▶ **WHAT THIS TASK INVOLVES**: The answer should be each line from the entries below that has the word "shape" in it.

▶ **GIVEN RECORDS**:
#####

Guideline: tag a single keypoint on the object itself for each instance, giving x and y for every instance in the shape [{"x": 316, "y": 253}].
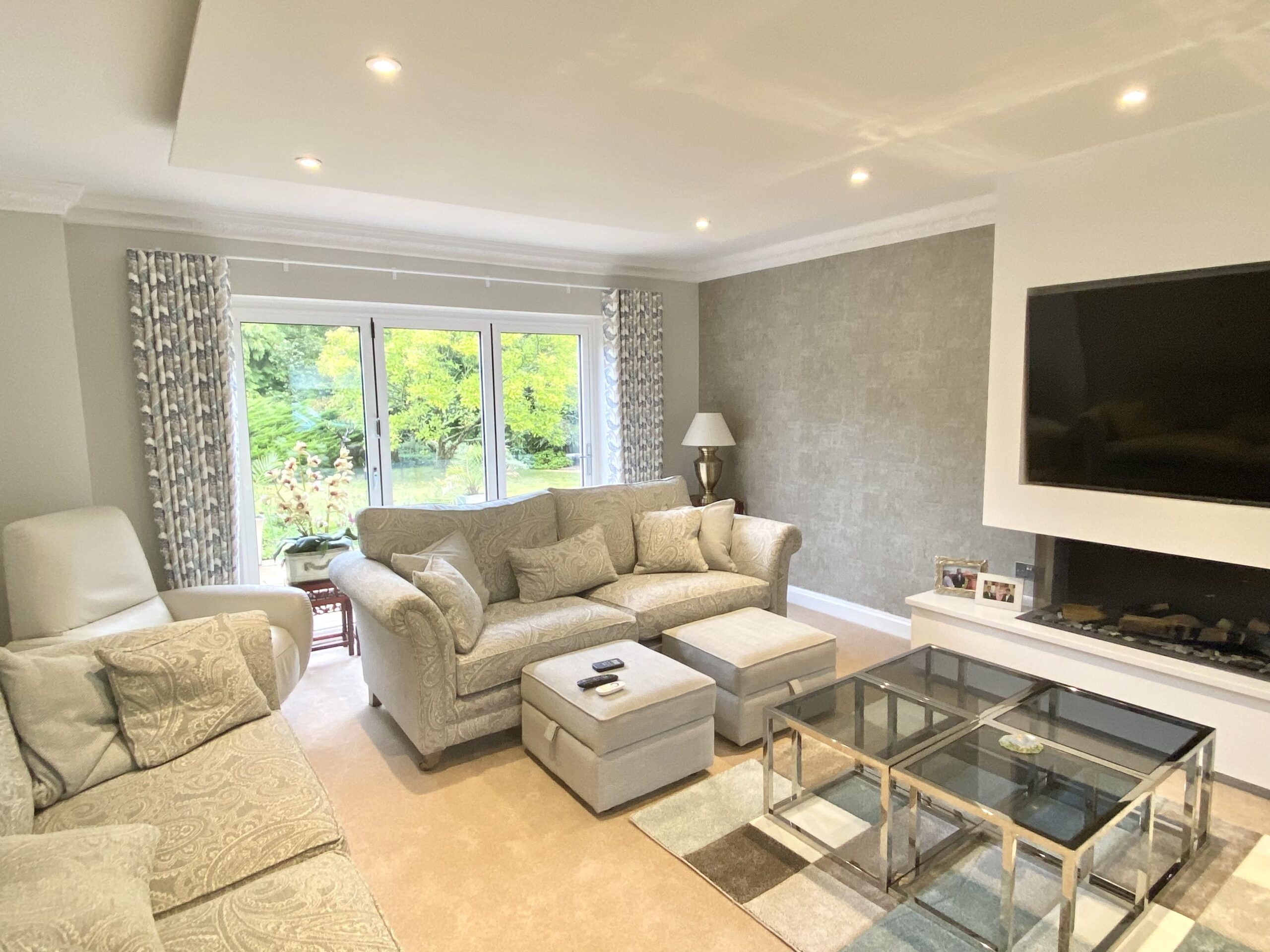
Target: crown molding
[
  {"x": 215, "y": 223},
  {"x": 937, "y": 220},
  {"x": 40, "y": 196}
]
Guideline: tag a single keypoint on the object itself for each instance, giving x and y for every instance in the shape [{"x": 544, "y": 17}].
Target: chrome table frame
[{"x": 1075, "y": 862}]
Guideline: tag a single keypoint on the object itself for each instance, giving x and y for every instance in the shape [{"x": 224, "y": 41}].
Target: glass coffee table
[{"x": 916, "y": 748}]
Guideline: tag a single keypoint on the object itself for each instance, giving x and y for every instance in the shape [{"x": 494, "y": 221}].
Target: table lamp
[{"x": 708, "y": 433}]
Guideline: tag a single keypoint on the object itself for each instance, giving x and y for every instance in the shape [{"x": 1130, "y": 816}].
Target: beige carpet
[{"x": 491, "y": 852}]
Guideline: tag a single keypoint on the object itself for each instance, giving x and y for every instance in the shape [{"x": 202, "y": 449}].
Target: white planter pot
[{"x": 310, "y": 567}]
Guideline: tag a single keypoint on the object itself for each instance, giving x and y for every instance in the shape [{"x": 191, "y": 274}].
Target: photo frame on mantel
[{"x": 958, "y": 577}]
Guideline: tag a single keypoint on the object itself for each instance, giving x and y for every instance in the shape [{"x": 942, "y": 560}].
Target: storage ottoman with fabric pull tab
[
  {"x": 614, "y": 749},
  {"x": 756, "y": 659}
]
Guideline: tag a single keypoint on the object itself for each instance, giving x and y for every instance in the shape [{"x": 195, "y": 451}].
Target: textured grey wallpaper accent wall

#####

▶ **TASK SOLUTION**:
Guideline: tag a single keypoint on the object itself for each instance, giving x and y for every instance in the shape [{"x": 316, "y": 253}].
Guideline: tag a single keypoint on the object itself for each instance, giving x and y for every instance in the shape [{"x": 544, "y": 17}].
Guideline: tag a single keypoint on the object itself for each instance, giving x and y for every instance in the shape [{"x": 224, "y": 41}].
Guideline: tag a single keypoint on the object itself for each instance, giving x and y for every instance in the shape [{"x": 494, "y": 221}].
Guideline: tag a single keypoint on the object itself for each instance, giving x and y for every instance in the shape [{"x": 1130, "y": 816}].
Guideline: tag a single keypoint on the object itself for each instance, giving x and y for every instance in the shape [{"x": 202, "y": 449}].
Guideline: tag a single keypoint on the object itself for each instance, giving x and y for every instance in the shape [{"x": 191, "y": 274}].
Guideline: tag a single keypoint on the object itself for each instance, giving x and y for every instance in the shape [{"x": 942, "y": 560}].
Guideline: tag a single keypoint on the object itself for each instance, giving x and y for every instance in the shape [{"x": 195, "y": 451}].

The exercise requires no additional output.